What is asked: Exactly as they appear, output all of the entries.

** Start of Records for this task **

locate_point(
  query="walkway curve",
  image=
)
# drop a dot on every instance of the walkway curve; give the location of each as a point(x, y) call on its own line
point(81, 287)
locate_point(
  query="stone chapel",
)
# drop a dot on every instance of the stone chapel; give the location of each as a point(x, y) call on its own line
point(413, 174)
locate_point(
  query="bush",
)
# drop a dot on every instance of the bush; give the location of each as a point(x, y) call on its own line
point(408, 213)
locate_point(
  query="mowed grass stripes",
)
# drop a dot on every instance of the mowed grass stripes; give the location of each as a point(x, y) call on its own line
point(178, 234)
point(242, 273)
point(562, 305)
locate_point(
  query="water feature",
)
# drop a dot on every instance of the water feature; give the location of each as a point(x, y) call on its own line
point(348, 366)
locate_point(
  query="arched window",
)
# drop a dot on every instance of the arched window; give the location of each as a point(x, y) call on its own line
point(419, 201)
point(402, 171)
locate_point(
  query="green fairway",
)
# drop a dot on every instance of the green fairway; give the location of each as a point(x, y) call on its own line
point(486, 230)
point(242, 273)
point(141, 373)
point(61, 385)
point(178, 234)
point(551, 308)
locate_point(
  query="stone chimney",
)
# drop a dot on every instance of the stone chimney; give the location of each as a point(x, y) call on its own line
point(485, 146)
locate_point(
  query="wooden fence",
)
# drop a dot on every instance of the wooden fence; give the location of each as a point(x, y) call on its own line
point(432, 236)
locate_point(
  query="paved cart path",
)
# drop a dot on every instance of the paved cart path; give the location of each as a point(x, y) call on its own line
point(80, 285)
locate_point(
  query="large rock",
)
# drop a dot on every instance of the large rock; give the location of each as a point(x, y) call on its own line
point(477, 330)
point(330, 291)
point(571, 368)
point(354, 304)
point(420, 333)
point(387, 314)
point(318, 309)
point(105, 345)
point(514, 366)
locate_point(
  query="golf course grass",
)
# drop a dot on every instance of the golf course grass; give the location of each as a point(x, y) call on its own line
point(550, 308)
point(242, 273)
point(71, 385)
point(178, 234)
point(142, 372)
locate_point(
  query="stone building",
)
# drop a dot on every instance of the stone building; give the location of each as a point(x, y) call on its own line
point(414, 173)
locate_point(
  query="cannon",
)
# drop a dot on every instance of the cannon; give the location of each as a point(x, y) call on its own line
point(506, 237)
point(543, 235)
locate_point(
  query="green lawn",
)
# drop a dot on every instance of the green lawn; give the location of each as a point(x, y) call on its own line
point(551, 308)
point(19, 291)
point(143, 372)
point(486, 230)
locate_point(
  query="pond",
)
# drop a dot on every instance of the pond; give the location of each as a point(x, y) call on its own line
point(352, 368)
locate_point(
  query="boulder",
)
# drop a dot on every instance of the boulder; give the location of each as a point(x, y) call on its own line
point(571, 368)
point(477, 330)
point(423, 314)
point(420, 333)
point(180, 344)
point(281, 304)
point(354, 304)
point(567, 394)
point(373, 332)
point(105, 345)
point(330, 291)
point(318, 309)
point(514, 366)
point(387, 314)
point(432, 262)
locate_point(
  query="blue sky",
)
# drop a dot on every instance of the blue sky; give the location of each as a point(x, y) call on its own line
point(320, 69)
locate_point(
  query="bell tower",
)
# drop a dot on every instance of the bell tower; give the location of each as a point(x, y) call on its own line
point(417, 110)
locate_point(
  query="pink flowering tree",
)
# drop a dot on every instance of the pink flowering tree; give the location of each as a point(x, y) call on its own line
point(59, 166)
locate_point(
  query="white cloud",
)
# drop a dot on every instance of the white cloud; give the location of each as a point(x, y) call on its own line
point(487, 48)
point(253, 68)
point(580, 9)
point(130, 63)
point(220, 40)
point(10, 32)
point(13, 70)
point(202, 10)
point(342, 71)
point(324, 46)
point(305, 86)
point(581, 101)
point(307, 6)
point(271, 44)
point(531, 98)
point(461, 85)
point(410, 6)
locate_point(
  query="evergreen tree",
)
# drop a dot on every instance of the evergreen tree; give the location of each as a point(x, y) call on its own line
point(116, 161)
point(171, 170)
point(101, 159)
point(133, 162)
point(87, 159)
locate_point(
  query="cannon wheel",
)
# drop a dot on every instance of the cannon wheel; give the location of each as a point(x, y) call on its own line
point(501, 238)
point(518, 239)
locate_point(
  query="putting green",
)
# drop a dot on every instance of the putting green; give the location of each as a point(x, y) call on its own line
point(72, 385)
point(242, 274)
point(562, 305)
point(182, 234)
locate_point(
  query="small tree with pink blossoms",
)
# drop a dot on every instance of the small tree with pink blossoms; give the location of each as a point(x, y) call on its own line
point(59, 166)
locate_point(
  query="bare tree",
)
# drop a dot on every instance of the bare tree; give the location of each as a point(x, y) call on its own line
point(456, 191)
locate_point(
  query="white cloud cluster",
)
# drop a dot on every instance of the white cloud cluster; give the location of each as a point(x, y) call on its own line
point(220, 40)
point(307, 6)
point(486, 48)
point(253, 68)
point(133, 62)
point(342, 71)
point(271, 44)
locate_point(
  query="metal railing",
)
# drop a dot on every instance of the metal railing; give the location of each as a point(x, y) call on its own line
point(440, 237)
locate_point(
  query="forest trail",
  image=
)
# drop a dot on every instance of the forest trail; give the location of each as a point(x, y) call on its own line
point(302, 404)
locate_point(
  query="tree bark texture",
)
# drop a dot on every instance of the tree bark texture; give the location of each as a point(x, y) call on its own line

** End of Records for this task **

Solution to this problem:
locate_point(
  query="walkway curve",
  image=
)
# drop a dot on every instance of the walkway curve; give the location of each as a point(x, y) call on its own line
point(81, 287)
locate_point(
  query="stone chapel",
)
# drop a dot on every instance of the stone chapel; give the location of each as a point(x, y) call on its own line
point(413, 174)
locate_point(
  query="bush",
)
# drop a dot on every instance of the bush; give the location of each as a point(x, y) call on its own line
point(408, 213)
locate_point(
  query="mowed grass stripes",
)
# drop a dot on every instance of the mowed grass stripes; give the location of each as a point(x, y) call on its own line
point(178, 234)
point(242, 273)
point(562, 305)
locate_point(
  query="water feature",
)
# drop a dot on every instance of the water feature; give the location of each as a point(x, y) call on its own line
point(348, 366)
locate_point(
  query="arched window",
)
# drop a dot on every instance of the arched window; give the location of each as a point(x, y) call on its own line
point(419, 201)
point(402, 171)
locate_point(
  query="green fairway",
)
# drop a dot on every instance of the green fairway; give the location of each as a point(x, y) call on its own line
point(486, 230)
point(242, 273)
point(141, 373)
point(61, 385)
point(178, 234)
point(551, 308)
locate_point(
  query="stone chimney",
)
# drop a dot on every instance of the stone chimney; give the location of each as a point(x, y) call on its own line
point(485, 146)
locate_point(
  query="wooden fence",
)
# drop a dot on every instance of the wooden fence; give the location of each as a point(x, y) call on its own line
point(432, 236)
locate_point(
  query="paved cart path",
)
# drop a dot on every instance of the paved cart path; give the location of each as a point(x, y) call on its own line
point(80, 285)
locate_point(
  query="large rock",
)
# drop a dot on every instance of the large rock; give the location of each as a point(x, y) call on its own line
point(477, 330)
point(330, 291)
point(571, 368)
point(354, 304)
point(420, 333)
point(387, 314)
point(318, 309)
point(105, 345)
point(514, 366)
locate_point(
  query="golf course grass",
)
# drop a dot on every instance of the golf course grass; give the location of each as a point(x, y) call on its own line
point(550, 308)
point(242, 273)
point(71, 385)
point(178, 234)
point(142, 372)
locate_point(
  query="stone building",
)
# drop a dot on every instance of the stone building; give the location of each as a point(x, y) call on its own line
point(414, 173)
locate_point(
  query="cannon",
)
# drop a dot on every instance of the cannon; give the location of each as a point(x, y) call on its own line
point(506, 237)
point(543, 235)
locate_point(
  query="green lawn",
)
# drop a dot on every instance of the green lawn; give the location of each as a point(x, y) call on its own line
point(551, 308)
point(19, 291)
point(143, 372)
point(486, 230)
locate_point(
  query="pond",
)
# drop a dot on every instance of the pond; give the location of each as a point(x, y) call on its own line
point(352, 368)
locate_point(
  query="boulder",
)
# drop a dot on every instance of the boulder; give the location of each as a point(x, y) call on its own line
point(571, 368)
point(477, 330)
point(423, 314)
point(420, 333)
point(180, 344)
point(281, 304)
point(354, 304)
point(567, 394)
point(373, 332)
point(105, 345)
point(330, 291)
point(318, 309)
point(514, 366)
point(387, 314)
point(432, 262)
locate_point(
  query="blue sky",
)
# drop a dot on every instance of the blue sky; give the location of each as a point(x, y) call on its own line
point(320, 69)
locate_point(
  query="bell tower",
)
# drop a dot on every instance of the bell tower; give the location of each as a point(x, y) call on its own line
point(417, 110)
locate_point(
  query="pink flowering tree",
)
# drop a dot on every instance of the pink flowering tree; give the location of each as a point(x, y) call on its own line
point(59, 166)
locate_point(
  query="white cloud",
)
# drop a dot on every instance of the white cloud; give the location of each as a point(x, y) call on its own line
point(487, 48)
point(253, 68)
point(580, 9)
point(130, 63)
point(220, 40)
point(10, 32)
point(13, 70)
point(202, 10)
point(342, 71)
point(324, 46)
point(305, 86)
point(581, 101)
point(307, 6)
point(271, 44)
point(531, 98)
point(461, 85)
point(410, 6)
locate_point(
  query="evergreen tree",
)
# drop a dot on every instance of the evergreen tree; give the location of each as a point(x, y) call on its own line
point(116, 161)
point(171, 170)
point(101, 159)
point(133, 162)
point(87, 159)
locate_point(
  query="cannon wheel",
)
# drop a dot on every instance of the cannon wheel; give the location of each as a point(x, y) call on its own line
point(501, 238)
point(518, 239)
locate_point(
  query="putting green",
)
# drop a dot on every instance of the putting green; give the location of each as a point(x, y) call on its own line
point(72, 385)
point(242, 274)
point(562, 305)
point(182, 234)
locate_point(
  query="small tree with pink blossoms",
)
# drop a dot on every instance of the small tree with pink blossoms; give the location of each as a point(x, y) call on its own line
point(59, 166)
locate_point(
  query="bare tree",
)
# drop a dot on every instance of the bare tree; give the location of each as a point(x, y) call on its own line
point(456, 191)
locate_point(
  query="white cloud cluster",
)
# drop a dot on every instance of the white cloud cluster; give the location of each as a point(x, y) call on its own line
point(220, 40)
point(307, 6)
point(486, 48)
point(253, 68)
point(133, 62)
point(342, 71)
point(271, 44)
locate_point(
  query="metal railing",
)
# drop a dot on every instance of the metal railing; give the location of each as a point(x, y) call on its own line
point(440, 237)
locate_point(
  query="forest trail",
  image=
)
# drop a dot on every instance of the forest trail; give the location of each as a point(x, y) call on its own line
point(302, 404)
locate_point(
  query="tree bark texture",
)
# drop a dot on every instance of the tree bark texture; give the location of each as a point(x, y) call on its own line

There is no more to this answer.